**Brief**
Here are the records. Print them all exactly.
+---+
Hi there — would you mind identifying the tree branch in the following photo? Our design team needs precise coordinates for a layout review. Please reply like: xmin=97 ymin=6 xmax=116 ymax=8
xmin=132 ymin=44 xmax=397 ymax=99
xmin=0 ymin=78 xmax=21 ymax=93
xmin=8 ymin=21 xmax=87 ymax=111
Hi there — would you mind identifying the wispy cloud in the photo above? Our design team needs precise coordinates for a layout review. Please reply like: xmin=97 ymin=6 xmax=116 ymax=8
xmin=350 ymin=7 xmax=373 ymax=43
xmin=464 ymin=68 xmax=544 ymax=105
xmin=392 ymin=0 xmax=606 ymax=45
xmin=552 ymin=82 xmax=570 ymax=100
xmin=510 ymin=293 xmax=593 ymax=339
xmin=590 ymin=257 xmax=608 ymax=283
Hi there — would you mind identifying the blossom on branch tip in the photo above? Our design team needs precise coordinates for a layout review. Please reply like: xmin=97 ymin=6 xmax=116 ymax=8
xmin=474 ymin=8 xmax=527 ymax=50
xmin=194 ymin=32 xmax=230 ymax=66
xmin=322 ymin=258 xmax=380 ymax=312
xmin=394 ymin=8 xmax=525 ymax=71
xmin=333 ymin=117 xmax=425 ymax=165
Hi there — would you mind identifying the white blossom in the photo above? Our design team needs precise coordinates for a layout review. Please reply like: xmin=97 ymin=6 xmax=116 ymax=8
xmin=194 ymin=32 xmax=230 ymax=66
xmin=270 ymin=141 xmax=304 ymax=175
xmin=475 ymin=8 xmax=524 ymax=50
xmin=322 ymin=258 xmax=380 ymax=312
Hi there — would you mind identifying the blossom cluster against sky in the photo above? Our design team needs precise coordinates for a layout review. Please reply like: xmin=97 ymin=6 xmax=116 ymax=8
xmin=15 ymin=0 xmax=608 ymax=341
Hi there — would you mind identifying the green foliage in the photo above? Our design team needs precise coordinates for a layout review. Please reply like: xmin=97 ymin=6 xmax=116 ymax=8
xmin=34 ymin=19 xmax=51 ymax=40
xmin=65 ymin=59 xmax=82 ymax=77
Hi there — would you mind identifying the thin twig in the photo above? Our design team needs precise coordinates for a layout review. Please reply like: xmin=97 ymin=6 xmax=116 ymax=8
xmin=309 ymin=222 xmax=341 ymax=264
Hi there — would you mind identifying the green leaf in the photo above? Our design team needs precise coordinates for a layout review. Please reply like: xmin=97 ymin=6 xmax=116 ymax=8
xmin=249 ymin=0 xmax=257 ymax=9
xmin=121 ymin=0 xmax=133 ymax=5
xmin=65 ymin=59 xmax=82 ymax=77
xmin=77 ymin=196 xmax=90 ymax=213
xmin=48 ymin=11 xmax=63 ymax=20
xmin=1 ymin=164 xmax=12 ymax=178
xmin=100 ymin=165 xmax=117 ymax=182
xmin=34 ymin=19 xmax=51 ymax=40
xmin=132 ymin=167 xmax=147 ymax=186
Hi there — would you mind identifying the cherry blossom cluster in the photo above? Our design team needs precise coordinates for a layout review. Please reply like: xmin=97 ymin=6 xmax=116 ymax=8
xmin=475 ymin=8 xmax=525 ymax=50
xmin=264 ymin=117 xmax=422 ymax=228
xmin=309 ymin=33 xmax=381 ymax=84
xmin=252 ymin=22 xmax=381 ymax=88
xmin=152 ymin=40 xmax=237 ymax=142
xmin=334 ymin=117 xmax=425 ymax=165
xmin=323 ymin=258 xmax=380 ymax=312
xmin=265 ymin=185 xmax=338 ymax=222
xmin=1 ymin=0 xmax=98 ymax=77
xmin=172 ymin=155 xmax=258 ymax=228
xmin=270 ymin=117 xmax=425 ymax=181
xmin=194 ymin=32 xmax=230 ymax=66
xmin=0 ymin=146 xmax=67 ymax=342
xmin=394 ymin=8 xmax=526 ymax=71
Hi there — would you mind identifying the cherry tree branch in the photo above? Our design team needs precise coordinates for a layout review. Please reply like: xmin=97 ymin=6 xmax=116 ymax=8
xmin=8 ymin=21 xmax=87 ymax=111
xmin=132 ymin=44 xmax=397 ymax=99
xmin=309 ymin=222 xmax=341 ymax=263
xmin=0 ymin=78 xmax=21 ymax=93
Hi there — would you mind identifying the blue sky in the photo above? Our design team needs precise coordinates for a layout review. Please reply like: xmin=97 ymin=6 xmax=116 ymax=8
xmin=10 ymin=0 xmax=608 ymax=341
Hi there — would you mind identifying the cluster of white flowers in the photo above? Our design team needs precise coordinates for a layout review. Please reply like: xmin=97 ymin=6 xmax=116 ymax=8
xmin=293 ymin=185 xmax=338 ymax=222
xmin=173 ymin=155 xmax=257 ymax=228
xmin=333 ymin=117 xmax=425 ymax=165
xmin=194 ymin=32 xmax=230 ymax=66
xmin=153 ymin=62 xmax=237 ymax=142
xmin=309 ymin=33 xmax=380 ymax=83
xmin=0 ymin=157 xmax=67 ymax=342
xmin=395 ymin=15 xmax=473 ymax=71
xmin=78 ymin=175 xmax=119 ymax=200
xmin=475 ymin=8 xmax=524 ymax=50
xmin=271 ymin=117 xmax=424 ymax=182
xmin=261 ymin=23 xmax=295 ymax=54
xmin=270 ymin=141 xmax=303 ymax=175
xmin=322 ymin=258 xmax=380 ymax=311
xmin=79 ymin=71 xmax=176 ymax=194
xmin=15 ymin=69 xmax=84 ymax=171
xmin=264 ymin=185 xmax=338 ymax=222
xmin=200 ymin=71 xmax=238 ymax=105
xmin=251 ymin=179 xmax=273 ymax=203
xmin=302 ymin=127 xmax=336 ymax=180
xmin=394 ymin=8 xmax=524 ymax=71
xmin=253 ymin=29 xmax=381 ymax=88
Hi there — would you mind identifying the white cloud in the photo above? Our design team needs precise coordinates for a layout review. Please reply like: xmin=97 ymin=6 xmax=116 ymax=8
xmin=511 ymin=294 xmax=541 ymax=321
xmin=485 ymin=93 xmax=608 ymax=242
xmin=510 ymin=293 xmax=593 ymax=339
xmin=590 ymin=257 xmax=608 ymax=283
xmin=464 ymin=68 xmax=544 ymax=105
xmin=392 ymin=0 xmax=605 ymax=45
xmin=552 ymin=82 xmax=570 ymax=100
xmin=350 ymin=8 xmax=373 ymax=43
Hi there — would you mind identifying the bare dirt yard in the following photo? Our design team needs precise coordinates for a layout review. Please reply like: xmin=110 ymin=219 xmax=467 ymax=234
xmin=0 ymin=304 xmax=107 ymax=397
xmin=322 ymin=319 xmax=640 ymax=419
+---+
**Reply to the task**
Hi there — would you mind identifying the tree branch in the following photo? Our design team needs precise coordinates for a layout review. Please reply like: xmin=97 ymin=6 xmax=116 ymax=8
xmin=132 ymin=44 xmax=397 ymax=99
xmin=0 ymin=78 xmax=21 ymax=93
xmin=8 ymin=21 xmax=87 ymax=111
Hi there — would you mind identifying the wispy cloud in the photo above? Our design team needs precise coordinates for a layout review. Please reply like: xmin=97 ymin=6 xmax=116 ymax=8
xmin=350 ymin=7 xmax=373 ymax=43
xmin=464 ymin=68 xmax=544 ymax=105
xmin=392 ymin=0 xmax=606 ymax=45
xmin=552 ymin=82 xmax=570 ymax=100
xmin=510 ymin=293 xmax=593 ymax=339
xmin=590 ymin=257 xmax=608 ymax=283
Hi there — would you mind identifying the blossom on branch tip in the photo above? Our design team needs precise coordinates for a layout review. Please reply like: xmin=97 ymin=6 xmax=116 ymax=8
xmin=474 ymin=8 xmax=527 ymax=50
xmin=194 ymin=32 xmax=230 ymax=66
xmin=322 ymin=258 xmax=380 ymax=312
xmin=394 ymin=8 xmax=525 ymax=71
xmin=333 ymin=117 xmax=425 ymax=165
Hi there — would you mind identifying the white blossom in the photo above? Our design team needs precise coordinates for a layout review. Please reply like: xmin=97 ymin=6 xmax=116 ymax=8
xmin=194 ymin=32 xmax=230 ymax=66
xmin=270 ymin=141 xmax=304 ymax=175
xmin=475 ymin=8 xmax=524 ymax=50
xmin=322 ymin=258 xmax=380 ymax=312
Hi there — would you mind identifying the blossom cluster against sky in the photo above? Our design team needs precise coordinates for a layout review. Please reply like: xmin=97 ymin=6 xmax=116 ymax=8
xmin=15 ymin=0 xmax=608 ymax=341
Hi there — would you mind identifying the green foliage in the photo above? Our design team needs precise coordinates for a layout review. Please reply like: xmin=97 ymin=6 xmax=116 ymax=8
xmin=34 ymin=19 xmax=51 ymax=40
xmin=65 ymin=59 xmax=82 ymax=77
Hi there — would you mind identifying the thin twig in the photo above? Our design team needs precise coordinates for a layout review. Please reply like: xmin=97 ymin=6 xmax=116 ymax=8
xmin=309 ymin=222 xmax=341 ymax=264
Hi there — would you mind identifying the green leaf in the photo above? Our design team needs precise coordinates for a layout review. Please reply like: xmin=97 ymin=6 xmax=116 ymax=8
xmin=249 ymin=0 xmax=257 ymax=9
xmin=121 ymin=0 xmax=133 ymax=5
xmin=65 ymin=59 xmax=82 ymax=77
xmin=77 ymin=196 xmax=90 ymax=213
xmin=48 ymin=11 xmax=63 ymax=20
xmin=1 ymin=164 xmax=12 ymax=178
xmin=100 ymin=165 xmax=117 ymax=182
xmin=34 ymin=19 xmax=51 ymax=40
xmin=132 ymin=167 xmax=147 ymax=186
Hi there — would you mind identifying the cherry blossom cluster in the photo above? Our design team needs precise coordinates for a layout review. Please reply like: xmin=97 ymin=6 xmax=116 ymax=8
xmin=475 ymin=8 xmax=525 ymax=50
xmin=264 ymin=117 xmax=422 ymax=228
xmin=309 ymin=33 xmax=381 ymax=84
xmin=252 ymin=22 xmax=381 ymax=88
xmin=152 ymin=40 xmax=237 ymax=142
xmin=334 ymin=117 xmax=425 ymax=165
xmin=323 ymin=258 xmax=380 ymax=312
xmin=265 ymin=185 xmax=338 ymax=222
xmin=1 ymin=0 xmax=98 ymax=77
xmin=172 ymin=155 xmax=258 ymax=228
xmin=270 ymin=117 xmax=425 ymax=181
xmin=194 ymin=32 xmax=230 ymax=66
xmin=0 ymin=146 xmax=67 ymax=342
xmin=394 ymin=8 xmax=526 ymax=71
Hi there — would you mind identifying the cherry tree branch in the photo above? Our design team needs precise coordinates for a layout review. Please reply like: xmin=97 ymin=6 xmax=116 ymax=8
xmin=8 ymin=21 xmax=87 ymax=111
xmin=132 ymin=44 xmax=397 ymax=99
xmin=309 ymin=222 xmax=341 ymax=263
xmin=0 ymin=78 xmax=21 ymax=93
Hi there — would you mind identifying the blue sky in the photo above? Our design team needs precise coordinates for a layout review. Please reply like: xmin=97 ymin=6 xmax=116 ymax=8
xmin=10 ymin=0 xmax=608 ymax=341
Hi there — would you mind identifying the cluster of white flowers in the photo above? Our design team needs precise coordinates for a layout review. Please reply like: xmin=97 ymin=6 xmax=116 ymax=8
xmin=293 ymin=185 xmax=338 ymax=222
xmin=173 ymin=155 xmax=257 ymax=228
xmin=333 ymin=117 xmax=425 ymax=165
xmin=194 ymin=32 xmax=230 ymax=66
xmin=153 ymin=62 xmax=237 ymax=142
xmin=309 ymin=33 xmax=380 ymax=83
xmin=0 ymin=157 xmax=67 ymax=342
xmin=395 ymin=15 xmax=473 ymax=71
xmin=78 ymin=175 xmax=119 ymax=200
xmin=475 ymin=8 xmax=524 ymax=50
xmin=271 ymin=117 xmax=424 ymax=182
xmin=261 ymin=23 xmax=295 ymax=54
xmin=270 ymin=141 xmax=303 ymax=175
xmin=322 ymin=258 xmax=380 ymax=311
xmin=79 ymin=71 xmax=176 ymax=194
xmin=15 ymin=69 xmax=84 ymax=171
xmin=264 ymin=185 xmax=338 ymax=222
xmin=200 ymin=71 xmax=238 ymax=105
xmin=251 ymin=179 xmax=273 ymax=203
xmin=302 ymin=127 xmax=336 ymax=180
xmin=394 ymin=8 xmax=524 ymax=71
xmin=253 ymin=29 xmax=381 ymax=88
Hi there — would you mind identifying the white cloud in the photo above? Our design team needs precise coordinates for a layout review. Please reply like: xmin=97 ymin=6 xmax=116 ymax=8
xmin=511 ymin=294 xmax=541 ymax=321
xmin=485 ymin=93 xmax=608 ymax=242
xmin=510 ymin=293 xmax=593 ymax=339
xmin=590 ymin=257 xmax=608 ymax=283
xmin=464 ymin=68 xmax=544 ymax=105
xmin=392 ymin=0 xmax=605 ymax=45
xmin=552 ymin=82 xmax=570 ymax=100
xmin=350 ymin=8 xmax=373 ymax=43
Hi there — would you mind identifying the bare dirt yard in the following photo? Our design team needs precise coordinates for a layout review. Please reply like: xmin=110 ymin=219 xmax=467 ymax=234
xmin=0 ymin=304 xmax=107 ymax=397
xmin=322 ymin=319 xmax=640 ymax=419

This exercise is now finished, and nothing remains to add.